I mix ghostwood all the time to try to create a designer wood. I know that outbreeding depression has been proven with other types of wood, but until you can PROVE that it's bad with ghostwood too, I'm gonna keep doing it.


----------



## Pumilo

Seriously though, according to Frogparty it is Antelope bitterbrush http://www.dendroboard.com/forum/beginner-discussion/77407-wood-features-vivarium-2.html


----------



## frogparty

thats it. good times
No big secret.


----------



## jacobi

So many comments I want to make. All so wrong...


----------



## Boondoggle

Pumilo said:


> I mix ghostwood all the time to try to create a designer wood. I know that outbreeding depression has been proven with other types of wood, but until you can PROVE that it's bad with ghostwood too, I'm gonna keep doing it.


I'm at work laughing out loud at this, knowing full well that if I were to explain to my workmates what was so funny they would never get it.


----------



## Shinosuke

Boondoggle said:


> I'm at work laughing out loud at this, knowing full well that if I were to explain to my workmates what was so funny they would never get it.


I have this problem ALL the time!


----------



## JimO

No, no Mark. You're confusing it with zombie wood, which is from a plant of which I cannot divulge the name. This plant is impossible to kill. You might find this nice piece of wood that looks as dead as a doorknob, but as soon as you put it in the viv, it starts to grow, takes over the viv and eats the frogs' brains. Then it comes after you.

Of course, since it feeds on brains, well, uh, how should I say this, you might not have to worry. 


markpulawski said:


> It's wood that has died but does not realize it and has not crossed over.

============================================================

> _TO DO_:
In the forum thread, what plant does Pumilo say ghostwood comes from, according to Frogparty?

> _MATERIAL SHOWN_:
============================================================

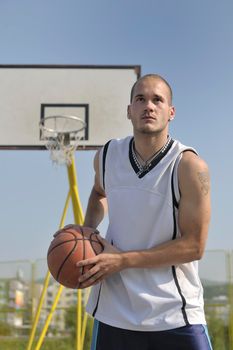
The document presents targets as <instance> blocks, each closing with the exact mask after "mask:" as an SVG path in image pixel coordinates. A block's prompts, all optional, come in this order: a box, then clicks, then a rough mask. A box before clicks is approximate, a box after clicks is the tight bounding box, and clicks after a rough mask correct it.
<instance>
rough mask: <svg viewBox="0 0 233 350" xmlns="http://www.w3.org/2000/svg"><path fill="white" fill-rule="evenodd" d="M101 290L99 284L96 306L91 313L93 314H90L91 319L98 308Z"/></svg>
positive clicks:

============================================================

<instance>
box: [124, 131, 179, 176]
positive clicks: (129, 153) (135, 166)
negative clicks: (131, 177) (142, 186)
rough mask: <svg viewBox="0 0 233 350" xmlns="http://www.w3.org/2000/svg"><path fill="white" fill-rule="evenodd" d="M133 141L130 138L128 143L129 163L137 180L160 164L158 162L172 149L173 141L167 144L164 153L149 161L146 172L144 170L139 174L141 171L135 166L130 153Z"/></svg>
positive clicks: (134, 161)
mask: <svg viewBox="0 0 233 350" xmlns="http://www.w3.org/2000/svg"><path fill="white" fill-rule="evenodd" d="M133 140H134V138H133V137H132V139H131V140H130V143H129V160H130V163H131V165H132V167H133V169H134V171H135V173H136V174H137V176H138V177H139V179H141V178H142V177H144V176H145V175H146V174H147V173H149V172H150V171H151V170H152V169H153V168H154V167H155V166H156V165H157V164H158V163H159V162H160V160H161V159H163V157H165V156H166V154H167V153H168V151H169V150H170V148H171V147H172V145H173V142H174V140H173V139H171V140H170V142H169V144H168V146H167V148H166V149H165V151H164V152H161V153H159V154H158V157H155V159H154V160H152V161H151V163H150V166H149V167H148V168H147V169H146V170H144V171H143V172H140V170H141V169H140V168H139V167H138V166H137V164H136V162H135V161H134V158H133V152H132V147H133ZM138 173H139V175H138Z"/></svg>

============================================================

> _ANSWER BOX_:
Antelope bitterbrush